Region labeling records
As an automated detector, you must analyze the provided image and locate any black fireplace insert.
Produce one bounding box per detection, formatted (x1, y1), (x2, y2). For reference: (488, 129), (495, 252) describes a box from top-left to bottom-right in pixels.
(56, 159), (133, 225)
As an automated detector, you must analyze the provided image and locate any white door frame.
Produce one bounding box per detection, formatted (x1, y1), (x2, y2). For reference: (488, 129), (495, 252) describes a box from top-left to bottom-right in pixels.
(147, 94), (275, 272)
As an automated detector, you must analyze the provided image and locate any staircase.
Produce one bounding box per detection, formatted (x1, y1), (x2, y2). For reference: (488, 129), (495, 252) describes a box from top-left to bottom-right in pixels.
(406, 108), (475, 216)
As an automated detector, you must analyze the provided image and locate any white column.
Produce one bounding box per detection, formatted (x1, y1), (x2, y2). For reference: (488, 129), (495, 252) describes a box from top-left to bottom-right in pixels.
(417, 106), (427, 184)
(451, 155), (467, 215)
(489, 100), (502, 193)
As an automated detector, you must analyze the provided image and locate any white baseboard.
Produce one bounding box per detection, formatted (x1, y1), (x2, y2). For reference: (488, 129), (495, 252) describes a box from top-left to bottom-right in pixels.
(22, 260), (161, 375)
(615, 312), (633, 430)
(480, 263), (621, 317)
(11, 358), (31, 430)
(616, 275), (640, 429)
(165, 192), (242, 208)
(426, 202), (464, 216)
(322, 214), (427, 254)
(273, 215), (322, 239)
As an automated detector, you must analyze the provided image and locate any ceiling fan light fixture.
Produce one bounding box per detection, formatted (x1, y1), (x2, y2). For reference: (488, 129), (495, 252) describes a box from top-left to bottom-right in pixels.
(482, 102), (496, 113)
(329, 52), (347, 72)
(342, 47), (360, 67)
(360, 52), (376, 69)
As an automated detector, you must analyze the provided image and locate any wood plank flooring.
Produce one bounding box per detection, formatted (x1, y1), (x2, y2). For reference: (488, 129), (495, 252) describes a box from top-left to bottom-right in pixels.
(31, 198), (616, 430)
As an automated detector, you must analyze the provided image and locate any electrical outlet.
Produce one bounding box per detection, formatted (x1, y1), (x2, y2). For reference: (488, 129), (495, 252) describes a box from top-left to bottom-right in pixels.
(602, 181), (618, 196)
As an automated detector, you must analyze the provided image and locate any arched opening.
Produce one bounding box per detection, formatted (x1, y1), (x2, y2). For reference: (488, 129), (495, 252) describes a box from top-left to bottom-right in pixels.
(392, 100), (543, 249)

- Requirement -
Convert every line of the records above into a Markdown table with the columns Row and Line, numbering the rows in order and leaving out any blank lines.

- Output for this exercise -
| Row | Line |
|---|---|
| 1 | As an automated detector, you must analyze the provided image and locate any black fireplace insert. |
| 2 | Produce one bounding box per detection, formatted (x1, y1), (x2, y2). For reference: (488, 129), (495, 252) describes a box from top-left to bottom-right in pixels. |
| 3 | (56, 159), (133, 225) |
| 4 | As an automated detector, you must analyze the provided image and locate any white door frame. |
| 5 | Produce one bounding box per detection, formatted (x1, y1), (x2, y2). For reference: (488, 129), (495, 252) describes a box from top-left to bottom-right in pixels. |
| 6 | (147, 94), (275, 272) |
| 7 | As an automated detector, you must analyze the provided image and locate any staircase. |
| 8 | Produce one bounding box per detection, formatted (x1, y1), (x2, y2). For reference: (488, 129), (495, 252) describes a box from top-left to bottom-right in pixels. |
| 9 | (406, 108), (475, 216) |
| 10 | As an automated detector, you must analyze the provided image and locate any white column. |
| 11 | Produce one bounding box per detection, formatted (x1, y1), (x2, y2). For reference: (488, 129), (495, 252) describes a box from top-left to bottom-right in pixels. |
| 12 | (417, 106), (427, 184) |
| 13 | (451, 155), (467, 215) |
| 14 | (489, 100), (502, 193) |
| 15 | As an automated detector, you must analyze the provided image and locate any white baseboard. |
| 16 | Produce one bounding box per detection, formatted (x1, y1), (x2, y2). For reference: (488, 129), (495, 252) describes a box from top-left to bottom-right in pixels. |
| 17 | (22, 260), (161, 375) |
| 18 | (615, 312), (633, 430) |
| 19 | (480, 263), (621, 317) |
| 20 | (11, 358), (31, 430) |
| 21 | (616, 275), (640, 429) |
| 22 | (165, 192), (242, 208) |
| 23 | (426, 202), (464, 216) |
| 24 | (322, 214), (427, 254) |
| 25 | (273, 215), (322, 239) |
| 26 | As an automated detector, you must analyze the provided image and locate any ceiling fan light fixture. |
| 27 | Produce one bounding box per detection, formatted (x1, y1), (x2, y2). For reference: (488, 129), (495, 252) describes a box from top-left to bottom-right in pixels. |
| 28 | (482, 102), (496, 113) |
| 29 | (329, 52), (347, 72) |
| 30 | (342, 47), (360, 67) |
| 31 | (360, 52), (376, 69) |
| 32 | As an automated detector, you must analyze the provided image and locate any wood plank flooring. |
| 33 | Produce one bounding box per detection, formatted (x1, y1), (x2, y2). For reference: (488, 129), (495, 252) describes a box from top-left to bottom-right in pixels. |
| 34 | (31, 198), (616, 430) |
| 35 | As an automated detector, you must analyze the provided image and locate any electrical outlet. |
| 36 | Produce one bounding box per detection, formatted (x1, y1), (x2, y2). For reference: (488, 129), (495, 252) describes a box from top-left to bottom-right in pixels. |
| 37 | (602, 181), (618, 196) |
| 38 | As an automated detector, you must analyze the provided image and locate any arched opening. |
| 39 | Produce one bounding box per detection, formatted (x1, y1), (x2, y2). For reference: (488, 129), (495, 252) describes a box from top-left to bottom-right in pixels. |
| 40 | (392, 100), (543, 249) |